# Heidelberg Catechism Questions 3,4, and 5



## Blue Tick (Nov 9, 2008)

Question 3. Whence knowest thou thy misery?

Answer: Out of the law of God.

Question 4. What does the law of God require of us?

Answer: Christ teaches us that briefly, Matt. 22:37-40, "Thou shalt love the Lord thy God with all thy heart, with all thy soul, and with all thy mind, and with all thy strength. This is the first and the great commandment; and the second is like unto it, Thou shalt love thy neighbour as thyself. On these two commandments hang all the law and the prophets." 

Question 5. Canst thou keep all these things perfectly?

Answer: In no wise; for I am prone by nature to hate God and my neighbour.


----------



## Seb (Nov 9, 2008)

The answer to Q5 always hits me like a sledgehammer.


----------



## Semper Fidelis (Nov 9, 2008)

I know the Westminster Standards are sometimes more precise than the HC and the BC but I love how the HC puts things.

I was just mourning today with a Brother over our lost loved ones who are Roman Catholic. Were the answer to Question 5 to sink in then the Roman Catholic Church would be empty.


----------



## Blue Tick (Nov 9, 2008)

Semper Fidelis said:


> I know the Westminster Standards are sometimes more precise than the HC and the BC but I love how the HC puts things.

Labeled-object pointing entries:
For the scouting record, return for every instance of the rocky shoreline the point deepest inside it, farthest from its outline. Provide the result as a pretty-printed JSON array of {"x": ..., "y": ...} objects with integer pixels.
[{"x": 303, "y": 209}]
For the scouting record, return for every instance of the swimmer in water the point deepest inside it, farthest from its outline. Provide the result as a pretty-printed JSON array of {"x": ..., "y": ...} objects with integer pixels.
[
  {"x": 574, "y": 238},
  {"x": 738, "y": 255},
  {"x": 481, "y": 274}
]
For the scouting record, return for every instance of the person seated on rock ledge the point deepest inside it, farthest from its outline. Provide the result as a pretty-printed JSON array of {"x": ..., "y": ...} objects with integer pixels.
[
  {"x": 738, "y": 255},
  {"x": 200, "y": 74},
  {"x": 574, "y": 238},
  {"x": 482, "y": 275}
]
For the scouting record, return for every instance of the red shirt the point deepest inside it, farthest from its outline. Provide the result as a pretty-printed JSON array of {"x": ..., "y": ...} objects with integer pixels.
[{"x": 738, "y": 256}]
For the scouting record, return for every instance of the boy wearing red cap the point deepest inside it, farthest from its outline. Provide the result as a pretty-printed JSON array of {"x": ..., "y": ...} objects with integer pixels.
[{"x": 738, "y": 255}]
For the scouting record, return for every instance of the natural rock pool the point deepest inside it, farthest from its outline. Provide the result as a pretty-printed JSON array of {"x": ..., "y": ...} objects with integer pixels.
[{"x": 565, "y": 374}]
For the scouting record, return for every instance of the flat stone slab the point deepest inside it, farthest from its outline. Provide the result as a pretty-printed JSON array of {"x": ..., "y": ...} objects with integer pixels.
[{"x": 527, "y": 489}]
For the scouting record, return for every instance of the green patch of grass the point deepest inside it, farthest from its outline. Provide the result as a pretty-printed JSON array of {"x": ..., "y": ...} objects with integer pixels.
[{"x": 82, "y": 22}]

ACTIONS TO TAKE:
1. For the Heidelberg Catechism thread, decide whether each statement agrees with it, answering yes or no and quoting the exact words that decide it: (a) The thread gives the law of God as the source from which one knows one's misery. (b) Seb says the answer to Question 4 hits like a sledgehammer. (c) Semper Fidelis says the Westminster Standards are sometimes more precise than the HC.
2. Continue the Heidelberg Catechism thread from where it stops, going on with the last post shown.

ANSWERS BELOW:
1.
(a) Yes: "Answer: Out of the law of God."
(b) No: "The answer to Q5 always hits me like a sledgehammer."
(c) Yes: "I know the Westminster Standards are sometimes more precise than the HC and the BC"

2.
> 
> 
> I was just mourning today with a Brother over our lost loved ones who are Roman Catholic. Were the answer to Question 5 to sink in then the Roman Catholic Church would be empty.




I like how the HC has a pastoral tenderness attached to it.


----------



## JohnGill (Nov 9, 2008)

The HC's 'nickname' is "The Book of Comfort."

The precision is found in Ursinus' Commentary. Many of his arguments are along these lines: 



> 4. Besides him in whom the whole Deity is, there is another in whom it is likewise. The whole Deity is in the Father. Therefore the Godhead is not in the Son. Ans. We deny the major (premise), because the same essence which is in the Father, is also entire in the Son and Holy Ghost. From page 200, Certain sophisms of heretics against the eternal Deity of the briefly refuted



The rest of the refutations are in the same format. An understanding of logic amongst the readers was assumed in his writings.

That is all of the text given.